WHAT THE EXERCISE ASKS: Copy the records from the line with "Each instance of the cluster" up to and including the line with "Each instance of the large", replacing "keypoint" with "marker" and leaving everything else unchanged. Omit the pictures from your copy.

STORED RECORDS:
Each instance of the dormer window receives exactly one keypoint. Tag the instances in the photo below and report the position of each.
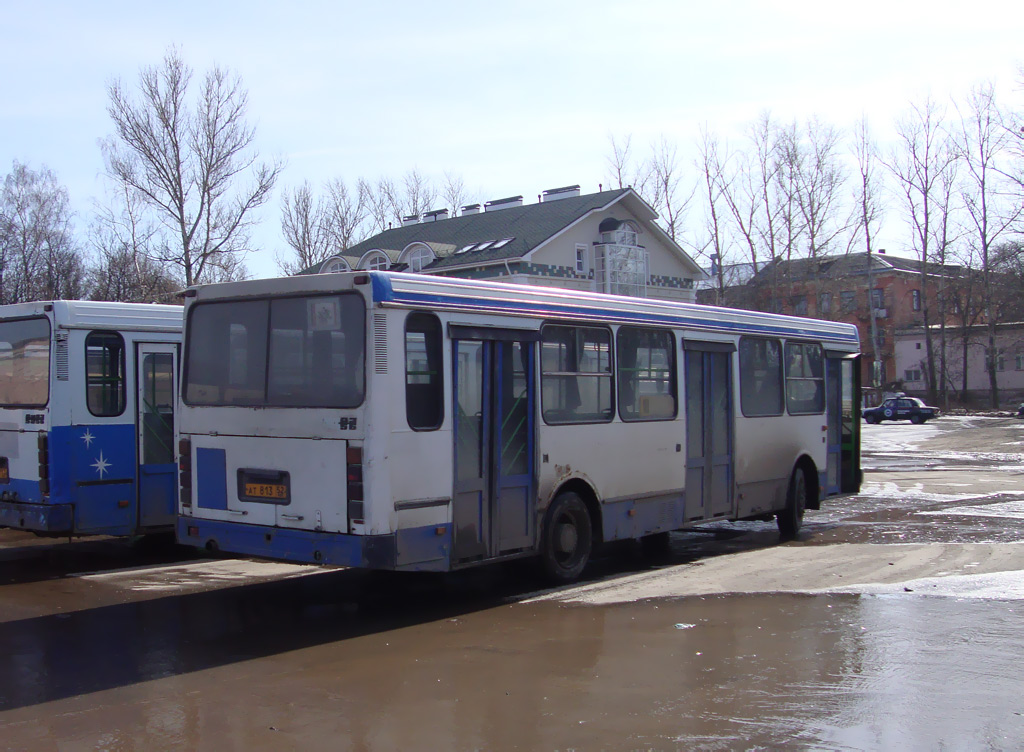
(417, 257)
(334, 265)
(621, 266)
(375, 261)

--

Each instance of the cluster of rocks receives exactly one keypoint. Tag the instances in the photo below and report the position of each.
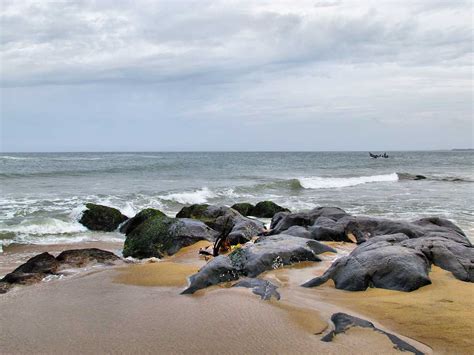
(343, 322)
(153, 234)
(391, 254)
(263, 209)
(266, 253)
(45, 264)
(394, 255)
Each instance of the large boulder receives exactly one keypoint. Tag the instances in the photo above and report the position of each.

RESULT:
Each instance of the cluster of rocks receives exactly one marker. Tag the instances in the photo below and report the position of each.
(343, 322)
(153, 234)
(391, 254)
(263, 209)
(266, 253)
(45, 264)
(394, 255)
Each instance of the large boulder receives exactly one marker. Tag the instances in the photo above and report the position of each.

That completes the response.